Saved entries
BEGIN
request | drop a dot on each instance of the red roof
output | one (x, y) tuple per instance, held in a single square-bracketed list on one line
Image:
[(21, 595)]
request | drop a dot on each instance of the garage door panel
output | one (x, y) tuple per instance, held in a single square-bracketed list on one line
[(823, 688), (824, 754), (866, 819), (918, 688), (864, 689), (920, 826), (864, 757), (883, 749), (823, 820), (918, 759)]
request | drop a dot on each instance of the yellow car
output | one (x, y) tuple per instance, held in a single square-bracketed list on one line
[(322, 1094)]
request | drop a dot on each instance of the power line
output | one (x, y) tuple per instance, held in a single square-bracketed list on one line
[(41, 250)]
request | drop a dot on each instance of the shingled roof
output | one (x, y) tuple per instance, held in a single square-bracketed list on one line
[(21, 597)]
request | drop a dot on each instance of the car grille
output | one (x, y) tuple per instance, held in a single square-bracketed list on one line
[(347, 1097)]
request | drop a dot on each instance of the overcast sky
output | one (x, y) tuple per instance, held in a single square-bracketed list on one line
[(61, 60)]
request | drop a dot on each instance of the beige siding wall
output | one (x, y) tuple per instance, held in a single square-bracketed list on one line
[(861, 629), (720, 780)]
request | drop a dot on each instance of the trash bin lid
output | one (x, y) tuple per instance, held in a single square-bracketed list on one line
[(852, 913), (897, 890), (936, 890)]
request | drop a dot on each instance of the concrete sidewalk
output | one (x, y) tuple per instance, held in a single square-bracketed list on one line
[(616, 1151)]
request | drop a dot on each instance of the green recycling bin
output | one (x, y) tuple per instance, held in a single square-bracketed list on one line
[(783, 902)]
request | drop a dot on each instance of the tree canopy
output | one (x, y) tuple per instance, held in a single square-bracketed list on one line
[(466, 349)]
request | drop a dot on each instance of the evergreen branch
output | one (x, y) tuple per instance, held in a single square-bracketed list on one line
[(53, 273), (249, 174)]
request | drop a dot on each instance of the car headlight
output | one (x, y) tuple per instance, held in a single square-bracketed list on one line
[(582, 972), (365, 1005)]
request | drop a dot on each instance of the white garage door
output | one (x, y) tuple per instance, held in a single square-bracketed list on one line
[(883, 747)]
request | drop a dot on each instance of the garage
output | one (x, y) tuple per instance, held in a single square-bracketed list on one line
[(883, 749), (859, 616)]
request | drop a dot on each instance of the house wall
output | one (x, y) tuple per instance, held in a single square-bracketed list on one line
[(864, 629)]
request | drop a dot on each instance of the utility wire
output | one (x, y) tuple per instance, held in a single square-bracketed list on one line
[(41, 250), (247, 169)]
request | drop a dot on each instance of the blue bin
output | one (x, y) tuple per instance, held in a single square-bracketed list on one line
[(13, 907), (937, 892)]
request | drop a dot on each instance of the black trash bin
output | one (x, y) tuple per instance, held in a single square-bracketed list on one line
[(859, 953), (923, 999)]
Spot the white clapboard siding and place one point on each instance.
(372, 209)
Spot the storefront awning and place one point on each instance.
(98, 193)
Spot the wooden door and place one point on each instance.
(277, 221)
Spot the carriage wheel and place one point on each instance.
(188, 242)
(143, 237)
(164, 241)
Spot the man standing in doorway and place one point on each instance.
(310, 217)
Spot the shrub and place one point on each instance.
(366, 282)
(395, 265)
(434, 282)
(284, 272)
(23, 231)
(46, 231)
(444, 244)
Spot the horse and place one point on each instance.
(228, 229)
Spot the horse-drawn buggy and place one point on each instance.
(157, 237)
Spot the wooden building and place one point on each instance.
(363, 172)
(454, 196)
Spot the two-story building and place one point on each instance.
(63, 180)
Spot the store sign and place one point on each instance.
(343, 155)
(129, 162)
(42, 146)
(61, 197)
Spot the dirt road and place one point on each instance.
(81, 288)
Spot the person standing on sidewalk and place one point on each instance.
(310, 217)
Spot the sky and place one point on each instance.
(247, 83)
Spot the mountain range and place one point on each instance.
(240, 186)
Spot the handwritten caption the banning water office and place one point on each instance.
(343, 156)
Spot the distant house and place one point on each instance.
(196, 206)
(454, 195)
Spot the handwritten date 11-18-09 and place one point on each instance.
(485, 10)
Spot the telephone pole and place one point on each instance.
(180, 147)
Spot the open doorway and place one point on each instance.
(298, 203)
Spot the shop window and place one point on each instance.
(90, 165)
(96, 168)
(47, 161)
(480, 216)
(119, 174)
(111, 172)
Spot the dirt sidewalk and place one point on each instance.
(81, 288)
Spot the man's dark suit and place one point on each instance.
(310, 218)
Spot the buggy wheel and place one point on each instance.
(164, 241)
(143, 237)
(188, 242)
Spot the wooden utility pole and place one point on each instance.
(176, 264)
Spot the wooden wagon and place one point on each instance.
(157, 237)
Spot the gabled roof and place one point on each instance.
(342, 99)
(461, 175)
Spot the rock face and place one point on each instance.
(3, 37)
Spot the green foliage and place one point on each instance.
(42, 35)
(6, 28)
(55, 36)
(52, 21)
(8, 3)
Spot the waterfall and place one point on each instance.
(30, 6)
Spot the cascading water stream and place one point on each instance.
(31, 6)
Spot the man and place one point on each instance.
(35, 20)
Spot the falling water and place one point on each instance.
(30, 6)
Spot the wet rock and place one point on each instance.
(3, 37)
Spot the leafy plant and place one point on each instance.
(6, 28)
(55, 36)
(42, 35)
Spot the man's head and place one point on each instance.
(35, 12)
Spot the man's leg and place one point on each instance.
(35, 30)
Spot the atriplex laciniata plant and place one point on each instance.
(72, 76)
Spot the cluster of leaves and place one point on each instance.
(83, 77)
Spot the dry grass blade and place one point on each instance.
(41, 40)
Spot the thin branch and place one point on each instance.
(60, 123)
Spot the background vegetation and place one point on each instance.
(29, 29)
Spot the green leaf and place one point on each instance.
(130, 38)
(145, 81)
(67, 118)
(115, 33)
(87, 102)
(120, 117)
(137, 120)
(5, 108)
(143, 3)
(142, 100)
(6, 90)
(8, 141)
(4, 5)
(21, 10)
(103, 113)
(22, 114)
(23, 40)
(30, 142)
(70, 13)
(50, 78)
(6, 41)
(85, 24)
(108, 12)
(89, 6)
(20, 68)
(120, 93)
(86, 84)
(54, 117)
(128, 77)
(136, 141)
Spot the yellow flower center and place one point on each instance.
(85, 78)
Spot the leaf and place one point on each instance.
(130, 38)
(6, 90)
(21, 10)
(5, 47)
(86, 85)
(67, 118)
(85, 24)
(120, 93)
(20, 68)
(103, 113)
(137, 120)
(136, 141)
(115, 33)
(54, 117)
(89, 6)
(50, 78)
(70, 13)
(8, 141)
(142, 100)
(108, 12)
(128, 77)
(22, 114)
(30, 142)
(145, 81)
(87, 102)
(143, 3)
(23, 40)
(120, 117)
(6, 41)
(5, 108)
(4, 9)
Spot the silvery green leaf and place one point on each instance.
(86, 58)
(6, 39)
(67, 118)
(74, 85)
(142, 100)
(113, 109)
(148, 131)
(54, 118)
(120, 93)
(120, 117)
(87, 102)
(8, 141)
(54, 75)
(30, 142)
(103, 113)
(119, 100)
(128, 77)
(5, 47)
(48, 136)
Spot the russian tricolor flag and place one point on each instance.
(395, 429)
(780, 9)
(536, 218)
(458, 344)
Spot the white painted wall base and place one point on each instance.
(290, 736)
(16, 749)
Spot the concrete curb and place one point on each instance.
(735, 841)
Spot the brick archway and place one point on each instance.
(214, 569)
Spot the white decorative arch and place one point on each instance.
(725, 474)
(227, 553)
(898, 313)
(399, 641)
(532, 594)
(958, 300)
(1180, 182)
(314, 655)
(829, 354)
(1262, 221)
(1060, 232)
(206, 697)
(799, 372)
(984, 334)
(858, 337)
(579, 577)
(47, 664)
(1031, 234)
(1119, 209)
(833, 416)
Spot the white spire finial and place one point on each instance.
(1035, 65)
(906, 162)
END
» **What is required**
Count the lines of the entries that hold the string "garage", then state that number and nothing more.

» **Solution to the exercise**
3